## [Tasks to perform]
• 1. Can you extract the part of the First Reformed review starting at "The character of" and ending at "and their lives.", copying it word for word?
• 2. What would come next in the review of First Reformed? Continue it after its last sentence.

## [Reading passage]
● ● ● ● ●

First Reformed allows for just this kind of experience. But it is not the result of a light-hearted stroll into a church for a quick look around, as we find some characters in the film doing. Rather, it is a difficult walk along a stony path that requires patience. Viewers of some of Schrader’s cinematic influences — for example, Carl Dreyer’s The Passion of Joan of Arc; Ingmar Bergman’s Winter Light, and Andrei Tarkovsky’s The Sacrifice — as well as Scorsese’s recent adaptation of Shusaku Endo’s novel Silence will have a sense of what awaits them. Being disappointed because you expected something completely different would be like going to a Quentin Tarantino film and then complaining that there was so much violence. You should be aware before getting on that you’re going to get wet on this log ride.
The character of Rev. Toller will surely stand alongside some of the other great clerical figures in film, including the pastoral/priestly characters in John Ford’s The Fugitive (based on Graham Greene’s novel The Power and the Glory), Robert Bresson’s Diary of a Country Priest, Bergman’s Winter Light, and Scorsese’s Silence. What makes each of these characters compelling is the authenticity of their struggle. The same could be said for Schrader’s other characters, often disaffected men, who strive to make sense of the world and their lives.
In terms of its plot, First Reformed weaves together strands from several of these films, especially Diary of a Country Priest, Winter Light, and Taxi Driver. The pastor of a small church. A diary. A distressing medical diagnosis. A young woman. An existential crisis. Plans that go awry. All of these make an appearance in First Reformed. But the film is neither simply derivative nor stuck in the past. Indeed, in its critique of megachurch Christianity and the prosperity gospel, a version of which exists at Abundant Life, and its sober assessment of the decline of mainline denominations, it is decidedly contemporary.

● ● ● ● ●

## [Data extracts]
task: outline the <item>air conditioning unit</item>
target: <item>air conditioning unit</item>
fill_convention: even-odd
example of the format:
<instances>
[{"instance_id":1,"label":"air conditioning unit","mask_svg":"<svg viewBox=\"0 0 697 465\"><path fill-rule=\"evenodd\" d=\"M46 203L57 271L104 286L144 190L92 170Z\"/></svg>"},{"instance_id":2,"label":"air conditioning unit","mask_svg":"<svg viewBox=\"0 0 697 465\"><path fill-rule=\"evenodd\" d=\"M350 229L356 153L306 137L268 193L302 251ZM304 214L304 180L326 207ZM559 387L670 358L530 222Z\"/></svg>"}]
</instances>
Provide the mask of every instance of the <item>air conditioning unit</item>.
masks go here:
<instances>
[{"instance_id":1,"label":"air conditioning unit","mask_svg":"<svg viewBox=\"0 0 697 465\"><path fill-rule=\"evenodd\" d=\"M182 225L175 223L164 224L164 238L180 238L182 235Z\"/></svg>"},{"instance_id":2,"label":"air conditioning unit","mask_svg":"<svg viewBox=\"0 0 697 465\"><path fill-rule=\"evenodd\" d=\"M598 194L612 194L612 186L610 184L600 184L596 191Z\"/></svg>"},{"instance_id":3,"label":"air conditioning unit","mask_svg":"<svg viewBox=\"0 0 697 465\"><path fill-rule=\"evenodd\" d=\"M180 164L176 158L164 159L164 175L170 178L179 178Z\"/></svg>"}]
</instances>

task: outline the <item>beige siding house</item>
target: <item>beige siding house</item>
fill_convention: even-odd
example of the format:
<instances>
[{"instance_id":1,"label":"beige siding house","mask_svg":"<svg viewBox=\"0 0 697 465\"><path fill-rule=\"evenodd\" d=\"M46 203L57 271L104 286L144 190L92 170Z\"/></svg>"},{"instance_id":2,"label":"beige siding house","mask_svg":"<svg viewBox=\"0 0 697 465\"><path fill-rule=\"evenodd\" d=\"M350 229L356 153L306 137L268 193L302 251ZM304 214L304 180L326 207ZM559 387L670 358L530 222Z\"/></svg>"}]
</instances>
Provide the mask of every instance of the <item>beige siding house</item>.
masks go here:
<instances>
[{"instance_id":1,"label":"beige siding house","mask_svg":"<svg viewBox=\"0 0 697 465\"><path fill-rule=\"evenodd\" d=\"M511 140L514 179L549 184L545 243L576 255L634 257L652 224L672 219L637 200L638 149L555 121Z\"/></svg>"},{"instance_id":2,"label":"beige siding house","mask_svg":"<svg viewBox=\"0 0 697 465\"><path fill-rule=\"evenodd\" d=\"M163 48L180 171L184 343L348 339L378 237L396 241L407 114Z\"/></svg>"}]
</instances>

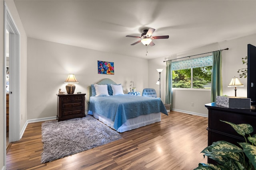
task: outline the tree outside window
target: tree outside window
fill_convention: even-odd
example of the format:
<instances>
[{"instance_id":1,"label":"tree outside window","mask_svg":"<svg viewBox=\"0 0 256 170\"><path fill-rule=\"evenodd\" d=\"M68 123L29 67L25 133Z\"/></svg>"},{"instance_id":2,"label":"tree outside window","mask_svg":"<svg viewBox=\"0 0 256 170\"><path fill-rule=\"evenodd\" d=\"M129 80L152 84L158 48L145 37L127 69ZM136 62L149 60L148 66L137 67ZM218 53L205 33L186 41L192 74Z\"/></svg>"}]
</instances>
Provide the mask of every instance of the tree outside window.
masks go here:
<instances>
[{"instance_id":1,"label":"tree outside window","mask_svg":"<svg viewBox=\"0 0 256 170\"><path fill-rule=\"evenodd\" d=\"M210 88L212 66L172 70L172 88Z\"/></svg>"}]
</instances>

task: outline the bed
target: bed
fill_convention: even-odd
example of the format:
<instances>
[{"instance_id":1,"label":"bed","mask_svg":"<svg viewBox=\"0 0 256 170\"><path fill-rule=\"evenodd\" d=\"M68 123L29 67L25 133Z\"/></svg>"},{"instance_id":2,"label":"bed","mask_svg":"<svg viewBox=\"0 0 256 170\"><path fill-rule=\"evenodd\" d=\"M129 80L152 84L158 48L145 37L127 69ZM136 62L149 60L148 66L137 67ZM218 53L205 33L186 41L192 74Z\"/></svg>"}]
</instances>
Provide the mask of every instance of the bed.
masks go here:
<instances>
[{"instance_id":1,"label":"bed","mask_svg":"<svg viewBox=\"0 0 256 170\"><path fill-rule=\"evenodd\" d=\"M160 98L124 94L122 84L108 78L88 88L88 114L118 132L160 121L162 113L168 115Z\"/></svg>"}]
</instances>

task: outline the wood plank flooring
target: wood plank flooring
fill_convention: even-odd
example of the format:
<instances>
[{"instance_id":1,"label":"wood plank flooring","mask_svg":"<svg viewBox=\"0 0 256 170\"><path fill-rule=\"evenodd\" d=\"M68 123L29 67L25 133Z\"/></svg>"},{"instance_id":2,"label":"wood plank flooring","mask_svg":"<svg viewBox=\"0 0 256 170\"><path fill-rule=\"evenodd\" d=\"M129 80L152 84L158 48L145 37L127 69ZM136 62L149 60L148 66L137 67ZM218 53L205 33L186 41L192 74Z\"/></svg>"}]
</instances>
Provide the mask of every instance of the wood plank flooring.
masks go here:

● ● ● ● ●

## [Task answers]
• 1.
The character of Rev. Toller will surely stand alongside some of the other great clerical figures in film, including the pastoral/priestly characters in John Ford’s The Fugitive (based on Graham Greene’s novel The Power and the Glory), Robert Bresson’s Diary of a Country Priest, Bergman’s Winter Light, and Scorsese’s Silence. What makes each of these characters compelling is the authenticity of their struggle. The same could be said for Schrader’s other characters, often disaffected men, who strive to make sense of the world and their lives.

• 2.
At its core, however, First Reformed is about the perennial challenge of maintaining faith and hope in the midst of doubt and despair. When Toller meets with Michael to counsel him, he says, “Wisdom is holding two contradictory truths in our mind simultaneously, hope and despair.” At its worst, this kind of thinking results in the mentality depicted as “doublethink” in George Orwell’s Nineteen Eighty-Four. But at its best, it reflects the recognition that the world and the Christian life are complex realities.
As Christians, we are often asked — perhaps more than we would like to admit — to affirm two things that appear contradictory: God is both one and three; Jesus is both human and divine; we are both justified and sinful; God’s kingdom is both present and not yet fully revealed. It can be difficult to make sense of such statements, yet these are precisely the truths that embody our faith. In his Heidelberg Disputation, Luther observed this very dynamic at work when we are confronted with the terrible news of our sinfulness because it points to our hope in Christ: “It is apparent that not despair, but rather hope, is preached when we are told that we are sinners.”
Despite his dark night of the soul, which leads him to take part in self-destructive behavior and to consider extremist actions, Toller still maintains hope. The final scene will surely engender different interpretations, but I view it as a reaffirmation of the goodness of life and the promise of grace, even in the midst of the suffering — as if Travis Bickle had been pulled back from the precipice.
First Reformed will not entertain you, but it is not meant to. Like the cross of Christ, it is meant to summon you.